- PAGE EXTRACT:
--- --- ---

Could it be that every individual placed on this earth has a purpose, one that is meant to inspire and impact those around us with our divine gifts and experiences? 

Founder & CEO of Pink Productions, Bri’Ann Stephens, would say yes. She would probably shout it from the rooftops if she could. Her life is a testament to what can occur when we choose to let go of the limitations of our past. 

Five years ago, she probably would’ve given you a glaring stare if you told her she would be a CEO of a women empowerment company. Yet, here she is today. 

In a transparent interview with our CEO, she digs deep into the childhood experiences that molded her outlook on life, she opens up about the life changing experiences that led to where she is today and she gives us a peek into her plans for this year and beyond. 

What was life like when you were a child growing up in your household? 

Most times, young girls learn about sex during a sex education class or they are given “the talk” from their parents. Well, my first encounter with sex was watching porn at the age of six. 

Growing up, I lived with my mom, her two sisters and their kids – my cousins. My mom gave birth to me at the age of 19, she was a single mom. Our mothers worked to make sure we were taken care of, so many times my older cousins were left in charge. 

 
 

With no real authority, we basically did whatever we wanted. That was the time I was introduced to porn, watching it simply because that’s what all the older kids wanted to watch. I knew watching porn was something we had to keep a secret from our parents, but I never really knew why. The older kids told me keep it a secret, so I did. 

I didn’t notice how being introduced to sex at a young age would have such a huge effect on me today. 

My junior year of high school, I began to experiment with my sexuality. I had entertained the idea before, but never seriously. Once I began dating and being sexual with women, it was something I couldn’t stop... and I didn’t want to. I went from simply actively having sex with women to being in relationships. 

It actually became my lifestyle. For about 8 years of my life, I considered myself a "lesbian.” I didn’t want to be with a man emotionally, the only thing a man could do for me was stimulate my body. Women were more appealing to my mind, so I latched onto women. 

Once I graduated high school, I attended Lamar University. I began to take drugs consistently. I drank so much that I felt sick sober. I partied, smoked, drank, and popped countless amounts of pills. 

I dropped out of LU after the first semester. I returned home and thought I would make a change in my life, but I didn’t. I continued the downward spiral from 2011 to 2015. The liquor intake increased, the drugs got stronger, and sex was more intense. 

 
 

Around that time, I was completely lost. I found comfort in women, drugs, sex, and being “the fun girl.” Everyone loved me, so I didn’t think I was flawed. I knew my life wasn’t perfect, but I enjoyed the spontaneous thrill of not knowing what was going to happen next. 

My life was always up and down. I was always moving into a new home, new school, making new friends, meeting new guys. Everything was always new. I loved new. I hated being understood, because I was never understood. I didn’t even understand myself. 

However, I wanted clarity and I wanted to be happy. I wanted to be the woman God designed me to be. I knew continuing a life of conforming to my fleshly desires wasn’t the answer.

--- --- ---

- LISTED RECORDS:
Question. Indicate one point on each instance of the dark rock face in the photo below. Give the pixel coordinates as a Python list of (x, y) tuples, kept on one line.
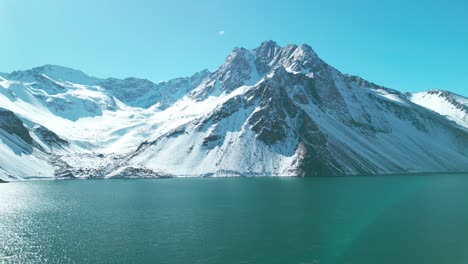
[(50, 138), (11, 124)]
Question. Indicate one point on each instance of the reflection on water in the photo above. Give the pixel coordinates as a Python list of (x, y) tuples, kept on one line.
[(401, 219)]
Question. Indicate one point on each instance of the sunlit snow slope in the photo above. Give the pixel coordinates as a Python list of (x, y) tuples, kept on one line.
[(268, 111)]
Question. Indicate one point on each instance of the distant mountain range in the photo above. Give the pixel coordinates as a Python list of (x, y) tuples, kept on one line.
[(268, 111)]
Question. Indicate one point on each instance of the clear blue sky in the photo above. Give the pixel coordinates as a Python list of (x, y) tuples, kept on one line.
[(406, 45)]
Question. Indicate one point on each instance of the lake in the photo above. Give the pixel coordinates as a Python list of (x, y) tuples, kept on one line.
[(378, 219)]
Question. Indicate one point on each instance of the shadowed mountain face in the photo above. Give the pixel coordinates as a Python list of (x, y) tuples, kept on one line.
[(268, 111)]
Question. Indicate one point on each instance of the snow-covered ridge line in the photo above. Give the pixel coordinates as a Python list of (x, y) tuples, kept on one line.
[(272, 110)]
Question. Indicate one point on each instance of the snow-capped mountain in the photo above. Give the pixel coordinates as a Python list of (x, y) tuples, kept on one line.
[(268, 111)]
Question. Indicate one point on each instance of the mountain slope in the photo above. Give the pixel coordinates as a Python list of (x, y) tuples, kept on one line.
[(268, 111), (454, 106)]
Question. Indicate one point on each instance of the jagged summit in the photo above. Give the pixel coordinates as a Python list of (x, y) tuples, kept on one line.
[(273, 110)]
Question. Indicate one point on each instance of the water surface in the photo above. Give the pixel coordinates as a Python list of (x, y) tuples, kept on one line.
[(388, 219)]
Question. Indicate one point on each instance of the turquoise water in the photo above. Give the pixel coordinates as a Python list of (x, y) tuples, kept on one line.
[(391, 219)]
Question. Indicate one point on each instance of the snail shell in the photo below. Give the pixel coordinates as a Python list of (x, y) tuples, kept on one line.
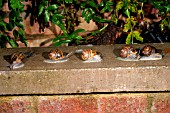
[(87, 54), (128, 52), (17, 57), (148, 50), (55, 54)]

--- --- ---

- WORK TO BE COMPLETED:
Answer these questions from the interview extract about Bri'Ann Stephens:
1. What company did Bri'Ann Stephens found?
2. How old was her mother when she gave birth to her?
3. Which university did she attend after high school?
The data shown here was taken from a different source than the text.

- RESULT OF THE EXERCISE:
1. Pink Productions
2. 19
3. Lamar University